__LISTA DE TAREFAS__:
(a) Imprima o trecho da fonte de "Quanto mais longe" a "Golpe de 1964.".
(b) Segundo a fonte, quantos presidentes que foram vítimas diretas do regime militar estiveram no comando do governo federal nos últimos 20 anos?
(c) Indique se cada afirmação concorda com a fonte, respondendo sim ou não e citando as palavras decisivas: (i) a transição da ditadura para a democracia no Brasil foi marcada por uma ruptura profunda; (ii) o Estado instituiu a Comissão Nacional da Verdade; (iii) houve crescimento da agroindústria na última década.

───── FONTE ─────

Na história do Brasil, estas diferenças entre a ditadura e a democracia estariam ainda mais evidentes. Apesar de não ter ocorrido uma ruptura profunda que marcasse a transição de um regime a outro, o país viveu a mobilização de milhões de brasileiros para pedir o fim da ditadura durante a campanha das Diretas Já!, construiu uma nova constituição, democrática e com acesso a direitos de vários segmentos específicos da população, teve nos últimos 20 anos no comando do governo federal três presidentes que foram vítimas diretas do regime militar. Além de todos estes passos na consolidação da democracia, o Estado reconheceu que torturou, matou e desapareceu o corpo de seus opositores, indenizou famílias de vítimas fatais e os perseguidos diretamente atingidos, criou ou recuperou lugares de memória do passado violento e instituiu a Comissão Nacional da Verdade.

Ora, do ponto de vista institucional e do projeto de construção de um regime de cidadania e de participação política, com o reconhecimento de sua história visando que uma ditadura não volte a ser instalada no país, o Brasil parece ser um modelo de democracia. Somado a isto, pudemos experimentar o desenvolvimento da economia e das políticas sociais na última década, com a inclusão de vários setores ao mundo do consumo e do trabalho e o crescimento da agroindústria, do mercado financeiro e de determinados segmentos do empresariado nacional, além de aporte do Estado em setores estratégicos, como energia e infraestrutura. É claro, dirão os que estão fora da lógica dos movimentos sociais, que há problemas e conflitos ainda em aberto sobre qual democracia seria a melhor e isto é parte constitutiva de uma boa evolução de nossas instituições e do regime político.

Diante deste quadro, por que os movimentos sociais insistem em relacionar a democracia com a ditadura? Por que não conseguem entender que esforços estão sendo feitos no sentido de efetivar direitos e de diminuir as diferenças sociais? Ou ainda que, na medida do possível, os governos procuram criar as condições necessárias para se evitar as graves violações de direitos humanos assistidas cotidianamente nas periferias, no campo e nas ruas em disputa?

Quanto mais longe dos postos de gestão da vida das populações e dos palácios e escritórios da administração do Estado, quanto mais distante dos centros urbanos e econômicos, e quanto mais próximo das periferias e das classes populares, mais escutaremos os movimentos relacionarem a ditadura com o atual regime político e mais próximo parece nos encontrarmos dos significados dos 50 anos do Golpe de 1964.

───── ITENS ─────

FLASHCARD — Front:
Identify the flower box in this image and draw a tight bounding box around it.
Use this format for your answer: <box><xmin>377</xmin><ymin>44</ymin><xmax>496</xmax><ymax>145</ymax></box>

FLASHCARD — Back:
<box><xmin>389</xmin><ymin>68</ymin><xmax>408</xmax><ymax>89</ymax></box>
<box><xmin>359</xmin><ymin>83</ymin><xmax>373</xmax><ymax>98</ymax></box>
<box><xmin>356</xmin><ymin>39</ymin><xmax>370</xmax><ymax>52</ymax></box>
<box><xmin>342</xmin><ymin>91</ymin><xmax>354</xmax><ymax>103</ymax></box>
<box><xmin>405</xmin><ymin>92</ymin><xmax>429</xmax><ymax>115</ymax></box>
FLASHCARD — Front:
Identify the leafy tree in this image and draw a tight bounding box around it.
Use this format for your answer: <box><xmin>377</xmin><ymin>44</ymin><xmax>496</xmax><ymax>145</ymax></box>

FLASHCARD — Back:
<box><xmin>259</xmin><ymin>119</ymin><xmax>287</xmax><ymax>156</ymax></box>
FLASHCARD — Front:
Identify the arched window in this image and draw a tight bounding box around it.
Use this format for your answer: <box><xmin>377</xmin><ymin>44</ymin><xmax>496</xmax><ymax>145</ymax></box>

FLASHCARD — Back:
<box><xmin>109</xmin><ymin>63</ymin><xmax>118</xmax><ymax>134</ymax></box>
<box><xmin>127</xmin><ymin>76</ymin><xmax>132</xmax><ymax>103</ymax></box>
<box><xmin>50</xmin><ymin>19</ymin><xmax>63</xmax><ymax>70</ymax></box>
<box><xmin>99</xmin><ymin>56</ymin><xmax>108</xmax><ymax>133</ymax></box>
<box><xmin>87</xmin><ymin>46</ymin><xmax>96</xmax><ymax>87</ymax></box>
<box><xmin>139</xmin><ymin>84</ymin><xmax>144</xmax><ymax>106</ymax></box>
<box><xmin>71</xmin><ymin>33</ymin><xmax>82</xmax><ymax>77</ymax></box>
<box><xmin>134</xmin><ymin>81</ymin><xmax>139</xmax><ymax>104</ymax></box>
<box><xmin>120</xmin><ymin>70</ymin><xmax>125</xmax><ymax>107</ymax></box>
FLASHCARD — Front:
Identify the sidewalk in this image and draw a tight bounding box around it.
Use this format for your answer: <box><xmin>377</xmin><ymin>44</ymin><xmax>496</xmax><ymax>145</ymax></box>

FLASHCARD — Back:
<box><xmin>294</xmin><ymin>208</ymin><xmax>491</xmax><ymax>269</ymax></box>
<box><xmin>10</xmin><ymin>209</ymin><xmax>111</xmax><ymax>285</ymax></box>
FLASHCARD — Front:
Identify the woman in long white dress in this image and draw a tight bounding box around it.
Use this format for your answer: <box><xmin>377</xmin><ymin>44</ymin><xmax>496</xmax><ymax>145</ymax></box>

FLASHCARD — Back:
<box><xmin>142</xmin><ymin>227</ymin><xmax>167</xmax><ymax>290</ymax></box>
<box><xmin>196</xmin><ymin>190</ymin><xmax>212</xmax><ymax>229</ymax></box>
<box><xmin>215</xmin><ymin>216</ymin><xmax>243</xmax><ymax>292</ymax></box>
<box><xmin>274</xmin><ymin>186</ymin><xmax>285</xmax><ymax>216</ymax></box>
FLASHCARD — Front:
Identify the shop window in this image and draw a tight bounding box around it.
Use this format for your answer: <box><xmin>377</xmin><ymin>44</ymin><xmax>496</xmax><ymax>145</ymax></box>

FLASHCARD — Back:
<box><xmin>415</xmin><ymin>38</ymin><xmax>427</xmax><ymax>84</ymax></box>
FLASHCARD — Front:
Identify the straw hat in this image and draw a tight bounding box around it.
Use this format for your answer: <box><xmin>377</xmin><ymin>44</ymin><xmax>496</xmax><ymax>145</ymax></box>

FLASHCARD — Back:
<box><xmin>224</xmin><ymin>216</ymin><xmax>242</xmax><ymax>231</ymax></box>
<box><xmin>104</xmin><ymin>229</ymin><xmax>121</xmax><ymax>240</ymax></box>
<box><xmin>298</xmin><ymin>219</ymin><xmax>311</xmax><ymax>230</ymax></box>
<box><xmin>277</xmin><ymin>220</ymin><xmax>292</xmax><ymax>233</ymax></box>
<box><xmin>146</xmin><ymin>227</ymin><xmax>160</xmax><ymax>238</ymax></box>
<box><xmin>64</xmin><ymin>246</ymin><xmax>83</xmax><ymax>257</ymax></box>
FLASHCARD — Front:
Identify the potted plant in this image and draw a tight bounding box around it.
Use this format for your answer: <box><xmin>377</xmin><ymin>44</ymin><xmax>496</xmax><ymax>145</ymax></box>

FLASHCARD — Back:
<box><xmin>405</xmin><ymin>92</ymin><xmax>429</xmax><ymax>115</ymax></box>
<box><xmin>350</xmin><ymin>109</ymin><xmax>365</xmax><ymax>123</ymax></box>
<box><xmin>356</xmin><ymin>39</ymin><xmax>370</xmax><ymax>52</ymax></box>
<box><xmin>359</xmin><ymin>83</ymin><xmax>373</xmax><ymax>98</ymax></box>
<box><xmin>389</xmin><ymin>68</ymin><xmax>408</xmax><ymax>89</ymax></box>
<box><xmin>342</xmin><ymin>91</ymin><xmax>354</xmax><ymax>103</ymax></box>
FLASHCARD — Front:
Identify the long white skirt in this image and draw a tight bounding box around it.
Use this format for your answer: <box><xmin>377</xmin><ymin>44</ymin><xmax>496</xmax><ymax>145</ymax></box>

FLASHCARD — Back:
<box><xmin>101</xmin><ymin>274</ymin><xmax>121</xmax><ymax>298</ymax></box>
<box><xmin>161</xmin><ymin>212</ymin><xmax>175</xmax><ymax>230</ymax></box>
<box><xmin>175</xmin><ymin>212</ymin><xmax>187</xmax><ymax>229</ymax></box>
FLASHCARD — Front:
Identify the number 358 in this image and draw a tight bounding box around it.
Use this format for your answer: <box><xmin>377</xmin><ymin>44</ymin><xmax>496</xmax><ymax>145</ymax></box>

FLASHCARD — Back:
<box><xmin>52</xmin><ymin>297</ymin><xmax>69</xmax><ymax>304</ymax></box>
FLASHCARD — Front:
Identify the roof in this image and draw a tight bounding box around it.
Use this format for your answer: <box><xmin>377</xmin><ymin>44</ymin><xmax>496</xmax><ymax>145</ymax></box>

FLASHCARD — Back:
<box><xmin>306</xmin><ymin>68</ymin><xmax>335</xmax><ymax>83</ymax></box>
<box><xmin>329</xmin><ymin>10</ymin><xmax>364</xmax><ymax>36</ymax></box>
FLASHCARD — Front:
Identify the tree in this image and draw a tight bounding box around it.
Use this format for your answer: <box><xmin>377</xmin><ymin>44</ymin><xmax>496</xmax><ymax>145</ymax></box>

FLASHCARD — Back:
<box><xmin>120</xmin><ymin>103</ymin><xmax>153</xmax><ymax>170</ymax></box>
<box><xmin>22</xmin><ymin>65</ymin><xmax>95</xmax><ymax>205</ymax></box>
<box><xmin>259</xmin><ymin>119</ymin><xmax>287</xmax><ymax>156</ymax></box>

─────

__RESPOSTAS POR TAREFA__:
(a)
Quanto mais longe dos postos de gestão da vida das populações e dos palácios e escritórios da administração do Estado, quanto mais distante dos centros urbanos e econômicos, e quanto mais próximo das periferias e das classes populares, mais escutaremos os movimentos relacionarem a ditadura com o atual regime político e mais próximo parece nos encontrarmos dos significados dos 50 anos do Golpe de 1964.

(b) Três.

(c)
(i) Não: "Apesar de não ter ocorrido uma ruptura profunda que marcasse a transição de um regime a outro".
(ii) Sim: "instituiu a Comissão Nacional da Verdade".
(iii) Sim: "o crescimento da agroindústria".